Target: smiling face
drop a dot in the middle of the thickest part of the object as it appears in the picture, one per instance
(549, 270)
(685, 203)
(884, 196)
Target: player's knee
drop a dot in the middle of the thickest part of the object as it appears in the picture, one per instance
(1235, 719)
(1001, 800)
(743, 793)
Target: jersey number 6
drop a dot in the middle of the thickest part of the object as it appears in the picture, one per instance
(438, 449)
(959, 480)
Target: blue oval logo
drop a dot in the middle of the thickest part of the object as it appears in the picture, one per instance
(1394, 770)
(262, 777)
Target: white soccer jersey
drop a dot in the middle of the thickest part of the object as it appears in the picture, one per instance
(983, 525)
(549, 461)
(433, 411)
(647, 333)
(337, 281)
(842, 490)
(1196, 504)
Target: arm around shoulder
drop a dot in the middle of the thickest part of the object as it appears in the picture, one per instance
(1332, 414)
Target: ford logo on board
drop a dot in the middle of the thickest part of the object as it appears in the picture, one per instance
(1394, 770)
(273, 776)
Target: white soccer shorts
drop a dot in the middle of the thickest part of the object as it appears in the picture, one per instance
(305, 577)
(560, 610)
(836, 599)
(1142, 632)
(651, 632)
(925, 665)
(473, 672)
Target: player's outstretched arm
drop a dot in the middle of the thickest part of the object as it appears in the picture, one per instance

--

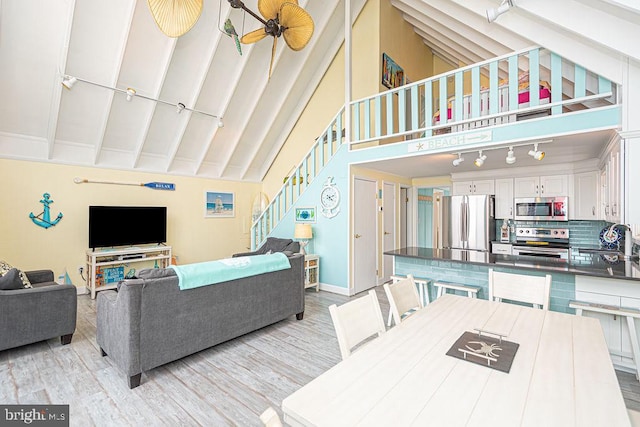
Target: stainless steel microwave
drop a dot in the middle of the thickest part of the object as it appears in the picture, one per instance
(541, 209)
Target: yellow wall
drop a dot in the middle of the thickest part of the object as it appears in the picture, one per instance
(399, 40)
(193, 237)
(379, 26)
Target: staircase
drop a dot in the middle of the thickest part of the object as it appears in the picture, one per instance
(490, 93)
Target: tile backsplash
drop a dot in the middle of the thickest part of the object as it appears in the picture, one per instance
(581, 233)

WHAT YOU WILL DO :: Determine the number of lines in the listing that hold the word "player", and supply that number and nothing further.

RESPONSE BOX :: 2